Dataset content:
======

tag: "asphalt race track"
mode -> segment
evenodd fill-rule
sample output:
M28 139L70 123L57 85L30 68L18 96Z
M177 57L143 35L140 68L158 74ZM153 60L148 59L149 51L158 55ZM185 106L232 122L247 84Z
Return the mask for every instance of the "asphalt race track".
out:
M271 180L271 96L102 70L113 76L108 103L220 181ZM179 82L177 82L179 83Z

======

What the task requires:
Using the data above, output each line exactly.

Response to this exercise:
tag: "asphalt race track"
mode -> segment
evenodd fill-rule
sample output:
M28 139L70 123L57 85L30 68L18 96Z
M177 57L143 35L140 68L158 74ZM153 60L148 59L149 51L158 55ZM185 106L232 122L247 84Z
Return the mask for every instance of the "asphalt race track".
out:
M271 180L271 96L102 70L113 76L108 103L220 181ZM179 82L177 82L179 83Z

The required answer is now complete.